Assignment> Copy every entry exactly, but skip the pictures.

Data extracted from a collection>
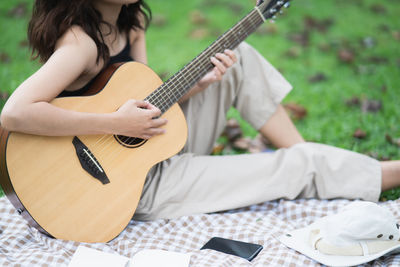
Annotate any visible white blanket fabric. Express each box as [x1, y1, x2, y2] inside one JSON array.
[[1, 197, 400, 266]]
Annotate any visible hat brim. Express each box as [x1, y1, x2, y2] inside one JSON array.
[[279, 225, 400, 267]]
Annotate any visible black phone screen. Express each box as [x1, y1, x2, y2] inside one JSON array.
[[200, 237, 263, 261]]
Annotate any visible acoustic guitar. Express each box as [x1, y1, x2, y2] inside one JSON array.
[[0, 0, 290, 243]]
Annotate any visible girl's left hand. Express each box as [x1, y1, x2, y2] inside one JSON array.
[[178, 49, 237, 104], [197, 49, 237, 89]]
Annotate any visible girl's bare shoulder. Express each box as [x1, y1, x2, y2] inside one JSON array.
[[54, 26, 98, 66]]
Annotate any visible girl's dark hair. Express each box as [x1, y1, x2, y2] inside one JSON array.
[[28, 0, 151, 63]]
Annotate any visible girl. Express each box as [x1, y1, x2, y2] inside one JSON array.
[[1, 0, 400, 220]]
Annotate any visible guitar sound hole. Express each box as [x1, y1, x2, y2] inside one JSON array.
[[114, 135, 147, 148]]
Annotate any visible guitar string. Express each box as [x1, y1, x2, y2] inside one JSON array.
[[91, 8, 265, 163], [92, 9, 264, 164]]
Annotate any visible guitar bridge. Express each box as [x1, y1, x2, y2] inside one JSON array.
[[72, 136, 110, 184]]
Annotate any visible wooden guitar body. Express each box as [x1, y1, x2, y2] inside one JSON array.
[[0, 62, 187, 243]]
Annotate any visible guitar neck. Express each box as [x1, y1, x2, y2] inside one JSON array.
[[146, 7, 265, 113]]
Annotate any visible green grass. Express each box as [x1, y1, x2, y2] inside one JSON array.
[[0, 0, 399, 200]]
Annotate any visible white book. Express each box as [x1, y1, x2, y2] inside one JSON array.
[[68, 246, 129, 267], [68, 246, 191, 267]]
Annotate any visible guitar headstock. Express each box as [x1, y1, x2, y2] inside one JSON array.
[[256, 0, 291, 21]]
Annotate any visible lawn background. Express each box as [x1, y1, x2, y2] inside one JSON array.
[[0, 0, 399, 199]]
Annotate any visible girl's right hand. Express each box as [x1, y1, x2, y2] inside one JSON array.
[[112, 99, 167, 139]]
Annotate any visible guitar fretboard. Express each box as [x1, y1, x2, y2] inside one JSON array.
[[145, 7, 265, 113]]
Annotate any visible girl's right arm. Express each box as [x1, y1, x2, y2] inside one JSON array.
[[0, 27, 167, 140]]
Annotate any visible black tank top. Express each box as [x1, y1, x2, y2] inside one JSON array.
[[58, 40, 133, 97]]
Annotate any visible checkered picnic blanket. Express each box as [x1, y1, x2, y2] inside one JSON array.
[[1, 196, 400, 267]]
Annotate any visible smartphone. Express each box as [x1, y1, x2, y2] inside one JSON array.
[[200, 237, 263, 261]]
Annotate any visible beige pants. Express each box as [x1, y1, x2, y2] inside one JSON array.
[[133, 43, 382, 221]]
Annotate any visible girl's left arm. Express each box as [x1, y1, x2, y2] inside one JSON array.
[[178, 50, 236, 103]]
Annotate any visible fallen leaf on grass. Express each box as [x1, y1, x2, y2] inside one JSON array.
[[308, 73, 327, 83], [233, 137, 251, 151], [189, 10, 208, 25], [353, 128, 367, 139], [385, 134, 400, 147], [189, 28, 210, 40], [212, 143, 225, 155], [361, 99, 382, 113], [283, 103, 308, 120], [226, 118, 240, 128], [380, 155, 391, 161], [345, 97, 382, 112], [215, 119, 273, 154], [0, 92, 10, 101], [19, 40, 28, 48], [224, 119, 242, 142], [248, 134, 269, 153], [287, 31, 310, 47], [232, 135, 270, 153], [0, 53, 11, 64], [338, 49, 355, 64], [303, 16, 334, 33], [370, 4, 387, 14]]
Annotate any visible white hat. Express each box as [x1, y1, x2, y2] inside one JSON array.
[[279, 201, 400, 267]]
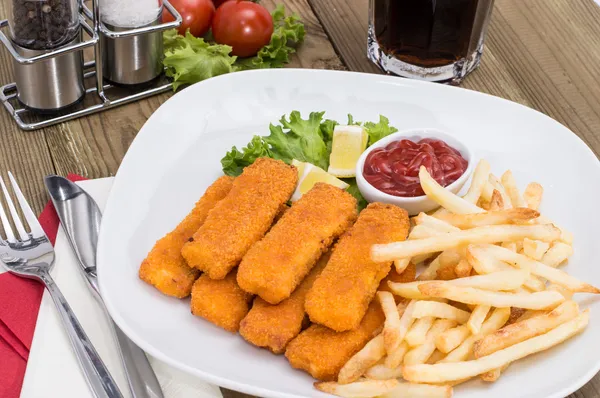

Solved problem>
Annotate any visible white blanket fabric. Express each box as [x1, y1, x2, y2] inside one JSON array.
[[1, 197, 400, 266]]
Annotate any visible hat brim. Express each box as [x1, y1, x2, y2] inside one JSON array.
[[279, 225, 400, 267]]
Annotate any visible black phone screen. Express each box as [x1, y1, x2, y2] inside one JSON array.
[[200, 237, 263, 261]]
Annotate any visible acoustic guitar. Express each box as [x1, y1, x2, y2] inside one JSON array.
[[0, 0, 290, 243]]
Annotate any visible girl's left hand. Express each box as [x1, y1, x2, y2] inside one JSON array.
[[178, 49, 237, 104], [197, 49, 237, 89]]
Annotate any visible girl's bare shoulder. Express each box as [x1, y1, x2, y2] inside one JSON array.
[[54, 26, 98, 66]]
Annotate any visible girl's dark hair. Express each box as [x1, y1, x2, y2] inside one JSON array.
[[28, 0, 151, 63]]
Annotate any visible girl. Express each box as [x1, y1, x2, y2] inside one JSON array.
[[1, 0, 400, 220]]
Annotate any visible guitar sound hole. Express each box as [x1, y1, x2, y2] inside one JSON array.
[[114, 135, 147, 148]]
Annotate any visible guitar string. Express each box as [x1, y1, x2, y2] inside one JSON array.
[[91, 8, 265, 163], [92, 9, 264, 164]]
Annotate any visible guitar bridge. Express each box as [x1, y1, x2, y2] inside one JSON array.
[[72, 136, 110, 184]]
Annotate any visible wooden guitar body. Express each box as [x1, y1, x2, y2] inside one JSON array.
[[0, 62, 187, 243]]
Annotate any visible guitar neck. Express each box as [x1, y1, x2, y2] inside one JSON array.
[[146, 7, 265, 113]]
Annotate any visible green grass. Express each box as [x1, y1, x2, y2] inside one JSON array.
[[0, 0, 399, 200]]
Annotate any visible white book. Express each box as [x1, y1, x2, y2] inside one JSON array.
[[68, 246, 129, 267], [68, 246, 191, 267]]
Annotate any visible guitar headstock. Express each box as [x1, y1, x2, y2] inside one JSON array.
[[256, 0, 291, 21]]
Annotate any visible lawn background. Express each box as [x1, y1, x2, y2] inside one JSON array.
[[0, 0, 399, 199]]
Annotate any visible girl's right hand. Express each box as [x1, y1, x2, y2] inside one JSON array.
[[112, 99, 167, 139]]
Annotate any visible guitar fretboard. Express each box as [x1, y1, x2, y2] inside one JSON array.
[[145, 7, 265, 113]]
Annotate any visible girl's right arm. Express each box as [x1, y1, x2, y2] inside one JSON array.
[[0, 27, 167, 140]]
Annotate any visible black tank top. Express each box as [x1, y1, x2, y2] inside one JSON array.
[[58, 40, 133, 97]]
Annotate any visible checkered picnic blanket. Express each box as [x1, y1, x2, y2] inside one JSON array.
[[1, 196, 400, 267]]
Annotate any visible smartphone. Express each box as [x1, y1, x2, y2] inside one JSON array.
[[200, 237, 263, 261]]
Annotate any visible beige pants. Express each box as [x1, y1, x2, y2] inside one JSON array.
[[133, 43, 382, 221]]
Annotate any visible girl's left arm. Express each box as [x1, y1, x2, y2] inside one JSON array.
[[178, 50, 236, 103]]
Annotate any visible fallen leaf on grass. Express each box as [x1, y1, x2, y2] inside one JSON array.
[[308, 73, 327, 83], [233, 137, 251, 151], [189, 10, 208, 25], [353, 128, 367, 139], [385, 134, 400, 147], [189, 28, 210, 40], [212, 143, 225, 155], [361, 99, 382, 113], [283, 103, 308, 120], [226, 118, 240, 128], [380, 155, 391, 161], [345, 97, 382, 112], [215, 119, 273, 154], [0, 92, 10, 101], [19, 40, 28, 48], [224, 119, 242, 142], [248, 134, 269, 153], [287, 31, 310, 47], [232, 135, 270, 153], [0, 53, 11, 64], [338, 49, 355, 64], [303, 16, 334, 33], [370, 4, 387, 14]]
Annotate any visible white hat. Express each box as [x1, y1, x2, y2] inside one JSON array.
[[279, 201, 400, 267]]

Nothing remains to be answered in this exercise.